**SUPPLIED ENTRIES:**
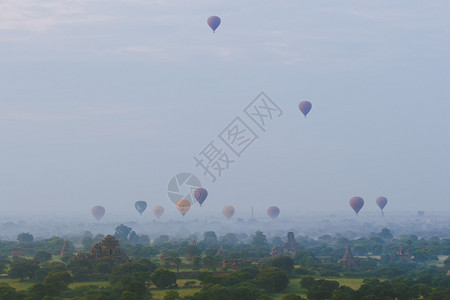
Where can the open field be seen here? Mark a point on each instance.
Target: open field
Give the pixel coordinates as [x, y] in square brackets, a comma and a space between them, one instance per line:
[17, 284]
[159, 294]
[293, 287]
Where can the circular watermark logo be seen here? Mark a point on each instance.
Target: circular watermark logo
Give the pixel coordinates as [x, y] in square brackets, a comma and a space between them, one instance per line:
[182, 186]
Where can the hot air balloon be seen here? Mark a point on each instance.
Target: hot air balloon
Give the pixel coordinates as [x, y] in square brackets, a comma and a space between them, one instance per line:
[200, 195]
[140, 206]
[183, 206]
[273, 212]
[158, 211]
[305, 107]
[356, 203]
[228, 211]
[381, 202]
[98, 212]
[213, 22]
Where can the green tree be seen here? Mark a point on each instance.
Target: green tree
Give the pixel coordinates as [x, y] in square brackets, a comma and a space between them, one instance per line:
[38, 291]
[55, 283]
[322, 289]
[272, 279]
[134, 238]
[285, 263]
[259, 239]
[140, 271]
[192, 250]
[307, 282]
[87, 242]
[291, 296]
[3, 264]
[163, 278]
[122, 232]
[210, 236]
[25, 237]
[23, 268]
[210, 261]
[42, 256]
[196, 263]
[7, 292]
[385, 234]
[172, 295]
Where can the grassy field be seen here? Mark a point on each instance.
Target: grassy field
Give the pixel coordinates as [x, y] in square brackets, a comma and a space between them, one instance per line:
[159, 294]
[353, 283]
[293, 287]
[98, 283]
[17, 284]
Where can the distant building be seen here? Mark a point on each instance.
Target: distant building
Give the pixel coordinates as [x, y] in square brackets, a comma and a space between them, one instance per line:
[287, 248]
[348, 261]
[109, 247]
[402, 255]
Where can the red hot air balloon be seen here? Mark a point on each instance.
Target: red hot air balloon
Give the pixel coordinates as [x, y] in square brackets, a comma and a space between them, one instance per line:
[140, 206]
[183, 206]
[98, 212]
[214, 22]
[356, 203]
[273, 212]
[200, 195]
[158, 211]
[305, 107]
[228, 211]
[381, 202]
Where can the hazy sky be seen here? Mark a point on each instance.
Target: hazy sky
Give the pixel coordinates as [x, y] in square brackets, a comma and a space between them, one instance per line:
[102, 102]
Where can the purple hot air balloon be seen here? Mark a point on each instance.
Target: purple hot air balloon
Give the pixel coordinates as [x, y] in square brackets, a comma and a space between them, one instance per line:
[140, 206]
[273, 212]
[305, 107]
[98, 212]
[200, 195]
[381, 202]
[213, 22]
[356, 203]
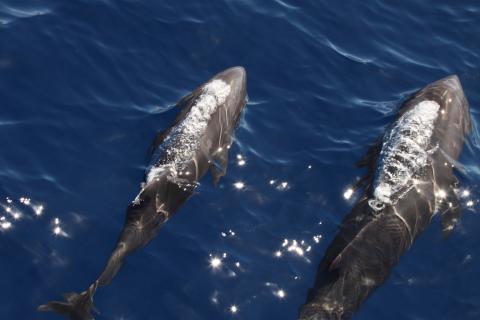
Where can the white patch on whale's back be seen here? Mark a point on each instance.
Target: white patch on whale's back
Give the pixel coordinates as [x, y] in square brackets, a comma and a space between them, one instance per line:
[404, 152]
[182, 142]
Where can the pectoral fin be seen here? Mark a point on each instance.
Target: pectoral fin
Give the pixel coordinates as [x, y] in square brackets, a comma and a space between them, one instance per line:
[450, 211]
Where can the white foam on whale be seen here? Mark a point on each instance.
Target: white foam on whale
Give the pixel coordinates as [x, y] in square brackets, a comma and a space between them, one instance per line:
[405, 151]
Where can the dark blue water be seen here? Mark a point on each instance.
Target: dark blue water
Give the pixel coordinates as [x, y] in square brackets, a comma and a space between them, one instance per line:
[85, 86]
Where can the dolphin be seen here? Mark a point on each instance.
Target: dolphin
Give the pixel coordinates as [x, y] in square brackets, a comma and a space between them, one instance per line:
[198, 141]
[409, 179]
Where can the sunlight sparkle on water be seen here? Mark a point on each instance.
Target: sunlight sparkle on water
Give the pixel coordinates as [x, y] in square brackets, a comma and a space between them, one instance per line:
[241, 161]
[348, 193]
[280, 293]
[215, 262]
[5, 225]
[282, 186]
[233, 309]
[441, 194]
[38, 210]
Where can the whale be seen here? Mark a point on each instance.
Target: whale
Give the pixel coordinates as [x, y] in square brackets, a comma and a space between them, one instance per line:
[198, 141]
[409, 179]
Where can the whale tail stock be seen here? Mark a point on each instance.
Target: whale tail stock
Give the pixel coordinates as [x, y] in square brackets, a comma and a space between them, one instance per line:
[76, 306]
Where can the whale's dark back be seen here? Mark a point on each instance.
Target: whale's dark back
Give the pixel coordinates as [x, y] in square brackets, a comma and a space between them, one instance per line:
[370, 242]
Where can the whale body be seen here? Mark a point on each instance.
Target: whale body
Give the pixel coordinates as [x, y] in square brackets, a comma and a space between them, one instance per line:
[198, 141]
[409, 179]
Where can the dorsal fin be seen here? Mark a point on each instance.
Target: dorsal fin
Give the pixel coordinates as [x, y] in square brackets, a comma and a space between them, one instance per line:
[185, 104]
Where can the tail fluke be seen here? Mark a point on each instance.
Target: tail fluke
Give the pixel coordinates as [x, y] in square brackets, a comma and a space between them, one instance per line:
[76, 306]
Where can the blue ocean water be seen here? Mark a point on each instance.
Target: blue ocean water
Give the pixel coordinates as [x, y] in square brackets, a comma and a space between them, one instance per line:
[86, 85]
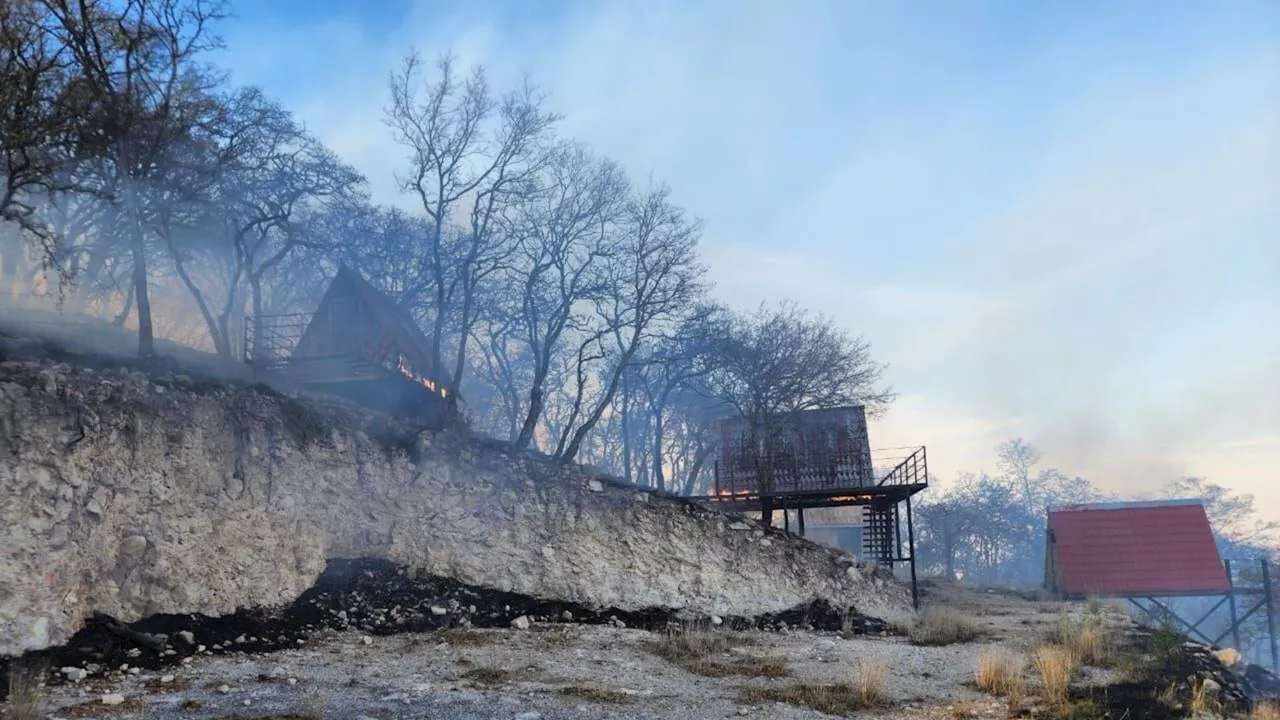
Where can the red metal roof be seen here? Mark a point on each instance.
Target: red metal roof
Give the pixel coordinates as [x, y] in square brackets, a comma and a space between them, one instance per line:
[1139, 548]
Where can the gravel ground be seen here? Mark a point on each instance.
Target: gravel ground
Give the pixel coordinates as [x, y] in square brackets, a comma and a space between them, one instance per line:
[526, 674]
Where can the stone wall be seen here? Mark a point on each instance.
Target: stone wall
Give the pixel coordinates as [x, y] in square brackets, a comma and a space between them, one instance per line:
[135, 495]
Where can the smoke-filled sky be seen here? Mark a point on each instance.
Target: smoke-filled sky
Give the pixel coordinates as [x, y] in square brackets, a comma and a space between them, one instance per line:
[1057, 220]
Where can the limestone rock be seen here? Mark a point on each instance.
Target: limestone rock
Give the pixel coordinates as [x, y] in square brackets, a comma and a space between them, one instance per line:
[270, 486]
[1229, 656]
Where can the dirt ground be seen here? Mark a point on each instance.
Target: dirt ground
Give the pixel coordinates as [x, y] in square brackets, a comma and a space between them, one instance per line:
[570, 671]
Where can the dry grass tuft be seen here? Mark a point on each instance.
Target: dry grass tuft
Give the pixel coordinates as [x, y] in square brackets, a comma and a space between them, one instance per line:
[869, 684]
[26, 691]
[488, 675]
[965, 710]
[711, 654]
[940, 627]
[1265, 711]
[1000, 673]
[553, 637]
[95, 709]
[462, 637]
[312, 706]
[1055, 665]
[1205, 702]
[1088, 639]
[598, 693]
[864, 691]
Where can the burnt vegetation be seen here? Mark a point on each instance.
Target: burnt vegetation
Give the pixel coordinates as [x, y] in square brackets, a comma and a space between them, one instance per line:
[565, 306]
[380, 598]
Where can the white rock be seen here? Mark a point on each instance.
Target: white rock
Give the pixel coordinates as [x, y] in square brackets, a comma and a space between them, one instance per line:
[133, 546]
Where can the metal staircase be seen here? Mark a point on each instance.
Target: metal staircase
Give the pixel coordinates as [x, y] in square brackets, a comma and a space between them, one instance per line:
[878, 536]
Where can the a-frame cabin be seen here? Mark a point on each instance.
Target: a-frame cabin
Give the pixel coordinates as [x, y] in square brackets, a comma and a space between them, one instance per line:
[357, 345]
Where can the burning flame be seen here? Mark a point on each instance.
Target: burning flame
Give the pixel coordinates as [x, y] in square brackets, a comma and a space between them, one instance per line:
[425, 382]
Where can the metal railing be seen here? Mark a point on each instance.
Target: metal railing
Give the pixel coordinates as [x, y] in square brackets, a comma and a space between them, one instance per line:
[270, 340]
[913, 470]
[826, 472]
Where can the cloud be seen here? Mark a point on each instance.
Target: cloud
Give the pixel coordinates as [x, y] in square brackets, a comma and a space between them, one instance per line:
[1048, 229]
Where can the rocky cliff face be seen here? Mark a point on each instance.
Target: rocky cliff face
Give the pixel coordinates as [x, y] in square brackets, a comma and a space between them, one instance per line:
[133, 495]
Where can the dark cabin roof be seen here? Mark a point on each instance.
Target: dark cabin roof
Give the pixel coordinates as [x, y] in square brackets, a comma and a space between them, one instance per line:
[356, 319]
[1134, 548]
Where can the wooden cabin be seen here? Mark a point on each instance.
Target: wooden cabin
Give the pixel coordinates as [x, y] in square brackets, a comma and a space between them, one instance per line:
[357, 345]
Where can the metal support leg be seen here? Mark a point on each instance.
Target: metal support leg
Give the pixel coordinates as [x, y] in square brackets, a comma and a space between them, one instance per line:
[910, 547]
[1230, 602]
[1271, 618]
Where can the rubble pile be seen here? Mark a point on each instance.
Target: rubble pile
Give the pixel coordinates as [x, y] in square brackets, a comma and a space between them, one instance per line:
[141, 493]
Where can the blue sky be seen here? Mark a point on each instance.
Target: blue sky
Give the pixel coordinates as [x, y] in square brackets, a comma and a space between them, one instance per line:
[1059, 220]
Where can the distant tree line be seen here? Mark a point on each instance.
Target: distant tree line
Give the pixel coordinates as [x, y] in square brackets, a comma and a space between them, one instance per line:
[565, 304]
[990, 528]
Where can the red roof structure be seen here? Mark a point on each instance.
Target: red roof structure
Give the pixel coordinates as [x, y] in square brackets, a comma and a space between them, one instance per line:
[1133, 550]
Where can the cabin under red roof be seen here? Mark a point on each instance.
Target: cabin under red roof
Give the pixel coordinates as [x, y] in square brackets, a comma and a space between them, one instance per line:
[1133, 548]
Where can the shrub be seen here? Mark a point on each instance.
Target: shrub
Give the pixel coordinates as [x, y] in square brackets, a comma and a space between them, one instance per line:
[26, 691]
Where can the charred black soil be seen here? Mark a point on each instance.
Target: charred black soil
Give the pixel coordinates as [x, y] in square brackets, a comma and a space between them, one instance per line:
[375, 597]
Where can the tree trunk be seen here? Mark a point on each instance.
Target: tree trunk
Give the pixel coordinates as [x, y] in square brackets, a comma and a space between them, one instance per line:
[128, 305]
[658, 475]
[626, 432]
[535, 409]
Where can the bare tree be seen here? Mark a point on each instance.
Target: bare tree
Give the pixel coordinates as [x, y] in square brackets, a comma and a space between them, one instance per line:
[566, 233]
[654, 278]
[471, 156]
[36, 119]
[782, 360]
[138, 73]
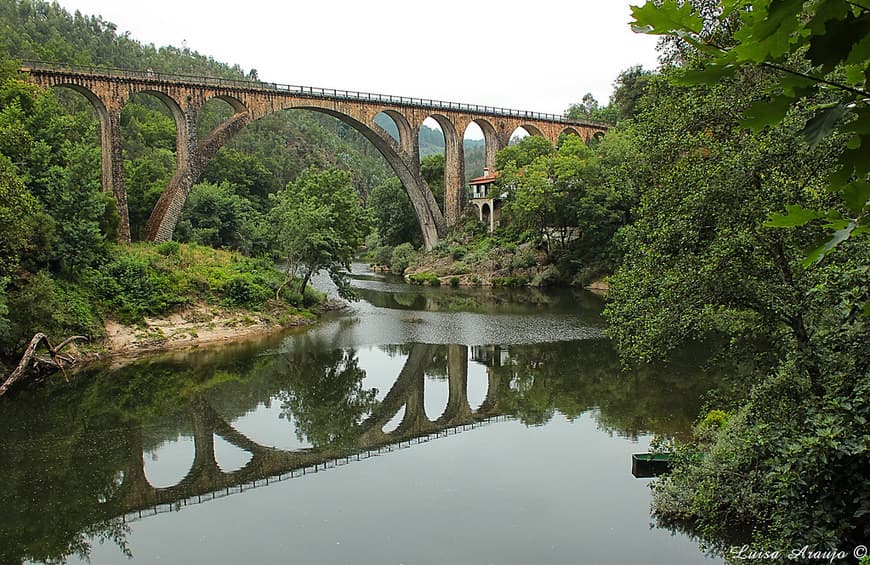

**THE TASK:** Please give again the lines above between the line holding "Target: stone wall" and the line holding "Target: dirt ground", inclusive, exactly as they are and with nothing added.

**WRITTEN ANSWER:**
Target: stone wall
Give the pixel coordinates as [x, y] in square brackets, a comma and a space between them, one instance per line:
[135, 495]
Where can the smoke-filled sky be seen here? Mark a point on each instance.
Target: smoke-filled sky
Give the pixel coordinates as [x, y] in square brackets, a comma and a space between them, one instance per line:
[1057, 220]
Where can the limestone rock be seen here? Mark a point on each instance.
Target: limestone rock
Give the pixel coordinates as [x, y] in square brackets, a comma and a space between them, one instance per line:
[270, 486]
[1229, 656]
Where can the dirt ground be seen here? Mark a point on each instance.
Target: dirt ground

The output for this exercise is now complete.